TASK PROMPT >> Write out each item below word for word, leaving out the pictures.

DATASET ENTRIES >>
______________________________

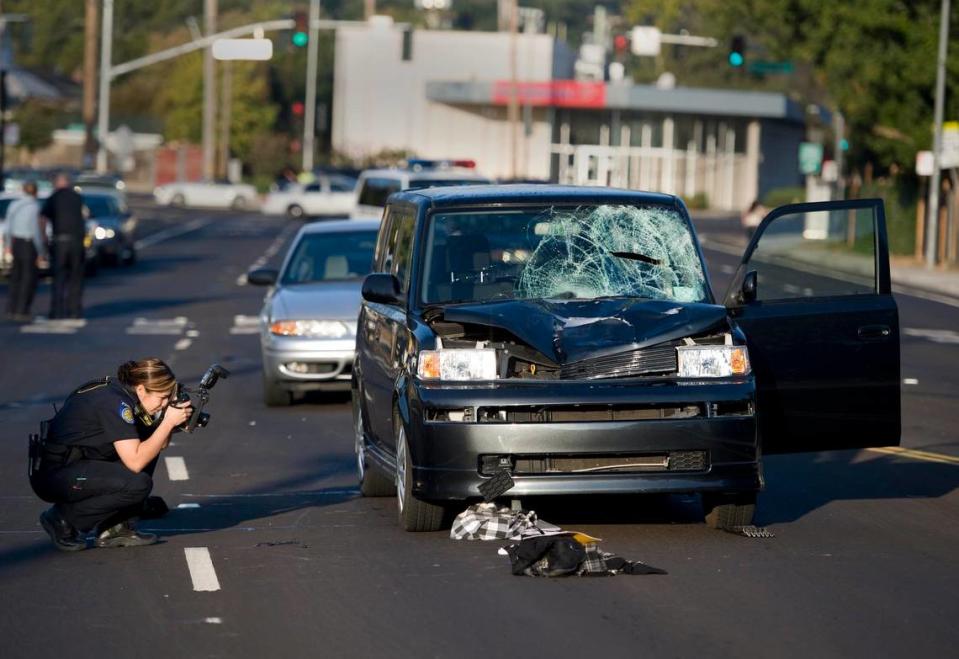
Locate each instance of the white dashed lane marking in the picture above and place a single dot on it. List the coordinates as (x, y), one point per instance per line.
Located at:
(176, 469)
(245, 325)
(158, 326)
(201, 569)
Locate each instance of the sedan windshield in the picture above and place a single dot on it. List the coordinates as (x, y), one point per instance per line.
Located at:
(584, 253)
(330, 256)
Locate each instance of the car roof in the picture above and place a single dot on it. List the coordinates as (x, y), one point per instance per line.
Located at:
(453, 173)
(340, 226)
(482, 195)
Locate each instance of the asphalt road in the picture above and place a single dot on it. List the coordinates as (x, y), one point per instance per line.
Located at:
(863, 564)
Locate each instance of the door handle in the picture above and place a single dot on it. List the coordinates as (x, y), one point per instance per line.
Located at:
(873, 332)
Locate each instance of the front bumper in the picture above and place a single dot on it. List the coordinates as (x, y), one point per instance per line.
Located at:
(562, 423)
(328, 364)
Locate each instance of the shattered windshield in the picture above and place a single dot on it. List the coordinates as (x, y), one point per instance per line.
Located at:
(584, 252)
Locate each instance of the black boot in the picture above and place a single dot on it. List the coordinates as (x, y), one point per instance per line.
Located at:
(124, 534)
(64, 536)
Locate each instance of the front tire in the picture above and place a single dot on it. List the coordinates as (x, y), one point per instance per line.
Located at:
(414, 515)
(729, 510)
(373, 483)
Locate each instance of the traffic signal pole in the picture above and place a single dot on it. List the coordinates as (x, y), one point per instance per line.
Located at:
(309, 111)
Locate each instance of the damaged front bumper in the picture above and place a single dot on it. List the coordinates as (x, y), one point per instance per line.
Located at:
(629, 436)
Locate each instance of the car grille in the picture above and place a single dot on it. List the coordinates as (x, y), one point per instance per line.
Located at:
(657, 359)
(529, 465)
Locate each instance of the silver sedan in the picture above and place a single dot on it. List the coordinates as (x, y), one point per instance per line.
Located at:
(308, 321)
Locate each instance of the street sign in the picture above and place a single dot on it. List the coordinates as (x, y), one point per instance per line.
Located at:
(810, 157)
(645, 41)
(243, 49)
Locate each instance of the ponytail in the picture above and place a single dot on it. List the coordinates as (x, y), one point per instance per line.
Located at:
(152, 373)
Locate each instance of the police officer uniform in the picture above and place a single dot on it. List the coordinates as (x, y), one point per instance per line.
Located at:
(80, 471)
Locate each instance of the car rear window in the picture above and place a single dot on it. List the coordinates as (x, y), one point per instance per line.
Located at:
(584, 252)
(330, 256)
(375, 191)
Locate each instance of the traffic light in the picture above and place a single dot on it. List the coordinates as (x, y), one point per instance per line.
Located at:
(737, 51)
(300, 36)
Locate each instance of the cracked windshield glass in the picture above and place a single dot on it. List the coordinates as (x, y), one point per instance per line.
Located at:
(582, 253)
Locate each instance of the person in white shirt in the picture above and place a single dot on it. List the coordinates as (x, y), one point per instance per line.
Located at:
(25, 237)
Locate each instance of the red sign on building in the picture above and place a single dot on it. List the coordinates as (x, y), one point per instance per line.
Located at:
(556, 93)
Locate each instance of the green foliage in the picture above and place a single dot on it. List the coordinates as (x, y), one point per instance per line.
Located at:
(37, 121)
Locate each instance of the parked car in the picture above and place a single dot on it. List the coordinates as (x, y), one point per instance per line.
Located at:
(210, 194)
(308, 320)
(376, 185)
(570, 336)
(328, 195)
(112, 226)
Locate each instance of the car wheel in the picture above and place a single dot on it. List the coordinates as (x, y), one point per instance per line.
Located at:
(274, 395)
(729, 510)
(414, 515)
(373, 483)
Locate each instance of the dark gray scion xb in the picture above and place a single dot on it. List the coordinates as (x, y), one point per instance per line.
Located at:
(570, 336)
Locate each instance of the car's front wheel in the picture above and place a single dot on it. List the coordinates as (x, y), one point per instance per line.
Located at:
(414, 515)
(729, 510)
(373, 483)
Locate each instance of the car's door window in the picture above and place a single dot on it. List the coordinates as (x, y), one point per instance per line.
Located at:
(816, 254)
(399, 244)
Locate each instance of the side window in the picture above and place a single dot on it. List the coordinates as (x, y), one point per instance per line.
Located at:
(403, 248)
(816, 254)
(379, 256)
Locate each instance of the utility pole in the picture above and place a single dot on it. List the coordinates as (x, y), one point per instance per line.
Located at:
(106, 54)
(512, 109)
(309, 109)
(209, 92)
(226, 117)
(932, 232)
(89, 82)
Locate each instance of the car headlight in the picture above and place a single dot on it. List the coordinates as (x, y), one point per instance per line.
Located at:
(467, 364)
(324, 329)
(712, 361)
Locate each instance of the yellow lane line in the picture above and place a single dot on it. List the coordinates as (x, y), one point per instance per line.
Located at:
(916, 454)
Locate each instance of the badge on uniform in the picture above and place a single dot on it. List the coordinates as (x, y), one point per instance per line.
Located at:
(126, 413)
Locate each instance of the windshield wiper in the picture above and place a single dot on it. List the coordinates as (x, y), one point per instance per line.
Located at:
(634, 256)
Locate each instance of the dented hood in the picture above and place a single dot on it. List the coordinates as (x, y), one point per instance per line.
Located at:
(568, 331)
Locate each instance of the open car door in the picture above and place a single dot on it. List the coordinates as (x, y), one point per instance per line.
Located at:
(813, 296)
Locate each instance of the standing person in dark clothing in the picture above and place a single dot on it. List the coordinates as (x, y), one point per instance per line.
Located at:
(99, 453)
(27, 243)
(64, 209)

______________________________

EXERCISE SOLUTION >>
Locate each instance of the white dashed lane marking in the picture above and place a single dot on it. List the coordinates as (x, y), one point per instance per line.
Located at:
(176, 469)
(245, 325)
(158, 326)
(201, 569)
Locate each instance of the sedan windshield in the picture above and place a single dot on it. List the coordinates as (x, y), one point per instance per line.
Located at:
(584, 253)
(330, 256)
Locate each instance of the car roof in the picture above and place a single dot on it. List the coordinates as (x, y), one point per instance per line.
Located at:
(453, 173)
(340, 226)
(482, 195)
Locate each instance of the asphalt road in the picture above and place a single dot on it. List the coordinates as (x, y), one point per instance per line.
Located at:
(863, 564)
Locate each instance of the door handle in the picture above and place a single dot on it. List the coordinates as (x, y), one point per instance per line.
Located at:
(873, 332)
Locate each instance of the front bumper in the picture above and place a single dot on it. List the coordinates as (x, y), one point per instance per line.
Located at:
(562, 423)
(328, 364)
Locate each instance of the shattered windshield in the picture above and place a single dot on it. List the coordinates as (x, y), one point per instance per line.
Located at:
(584, 252)
Locate each instance of the black boot in the picture above and place a single dot on it. List the coordinates as (x, y), one point per instance per line.
Located at:
(124, 534)
(64, 536)
Locate each instance of the front tire in the picture above and place a single dot on it. List the coordinates as (x, y), one point per instance per line.
Located at:
(414, 515)
(729, 510)
(373, 483)
Locate each instance of the traffic signal pole in the picture above and place a single dot on it. List the coordinates as (x, y), one point per instance per line.
Located at:
(309, 111)
Locate each instance of the damaged front bumper in the picture above and place a single dot on it. List the coordinates as (x, y), one point per instance per line.
Located at:
(629, 436)
Locate each instance of the car grille in the picture above and place a single dot on it. List the coordinates as (x, y), one point per instance per line.
Located at:
(657, 359)
(529, 465)
Locate each instance of the silver sedan in the picture above and place a single dot on it. List the coordinates as (x, y), one point per instance per line.
Located at:
(308, 321)
Locate each instance of the street sign in the picture above and place a single dot on it. List the coordinates as (x, y), one point per instance per line.
Located at:
(810, 157)
(645, 41)
(243, 49)
Locate each instance of the ponytail in the picture above and place a single dot on it. List the coordinates as (x, y), one point per instance per line.
Located at:
(152, 373)
Locate each instance of the police officer uniform in the picture above and place a single dot on it. List the coordinates as (x, y), one point per instance per line.
Located at:
(80, 471)
Locate each instance of the car rear window in the picture above and place a single dot on it. List the coordinates as (x, y), one point per instance per line.
Located at:
(584, 252)
(330, 256)
(375, 191)
Locate each instance of the traffic light in the picture above and place a single dot on it. List the coordinates as (x, y), one point per instance per line.
Located at:
(737, 51)
(300, 36)
Locate each instance of the cracked windshield glass in the picture above and place a single dot on it. List the coordinates as (x, y), one point per instance per line.
Located at:
(582, 253)
Locate each instance of the person in white shirt in the picture above and place a single dot on it. List the coordinates as (x, y), one point per instance per line.
Located at:
(25, 237)
Locate each instance of the red sign on building in the picture above and place a single dot on it. List the coordinates as (x, y), one point per instance per line.
Located at:
(556, 93)
Locate each instance of the green foliage in the picture above and place a single dot on it. List the coordinates as (x, y), one point per instance per line.
Located at:
(37, 121)
Locate each instance of the parked car in the picture above and place a single dot on it. List the coordinates as (x, y), one point per instance per line.
Located at:
(210, 194)
(308, 320)
(376, 185)
(570, 336)
(328, 195)
(112, 226)
Locate each instance of the car wheel in the picture above and place a single dot on it. List the coordinates as (x, y), one point per instance per line.
Located at:
(274, 395)
(729, 510)
(414, 515)
(373, 483)
Locate each instance of the dark gray scion xb in the picture above and place a single dot on it. List the coordinates as (x, y), one point per instance per line.
Located at:
(570, 336)
Locate each instance of the car's front wheel in the picture above and place a single dot on it. List the coordinates as (x, y), one point per instance per line.
Located at:
(414, 515)
(729, 510)
(373, 483)
Locate each instance of the car's door window in the picture above and place a single dot on it. List the coordinates as (x, y), one point per instance per line.
Located at:
(816, 254)
(399, 244)
Locate each instance of the side window in the picture above and place a single dot on it. List the coordinates as (x, y), one point per instance per line.
Located at:
(403, 248)
(816, 254)
(379, 256)
Locate each instance of the utility pole in the picture above and place a single dot on it. List the coordinates as (x, y), one point per instance per line.
Located at:
(106, 54)
(512, 109)
(309, 109)
(209, 92)
(226, 117)
(932, 232)
(89, 82)
Locate each instance of the car headlight in the picture above and place a single dot on it. List the coordinates as (x, y), one point per instance per line.
Located at:
(467, 364)
(324, 329)
(712, 361)
Locate each instance of the yellow lane line in the picture above and place a single dot on it. List the coordinates as (x, y), one point per instance per line.
Located at:
(916, 454)
Locate each instance of the badge on uniform in the picture above and place a single dot on it. List the coordinates as (x, y), one point per instance per line.
Located at:
(126, 413)
Locate each instance of the windshield wiper in the picture above and place a single dot on it. List the coordinates as (x, y), one point per instance per line.
Located at:
(634, 256)
Locate each instance of the dented hood in the picture above and place a single dot on it. List the coordinates as (x, y), one point per instance per line.
Located at:
(568, 331)
Locate each instance of the open car door in the picture above and place a single dot on it. List the coordinates as (x, y), one point per instance per line.
Located at:
(813, 296)
Locate each instance of the standing person in dark clothing in the picture above and place a single dot on it. List the coordinates as (x, y), one point per instance per line.
Located at:
(99, 453)
(27, 243)
(64, 209)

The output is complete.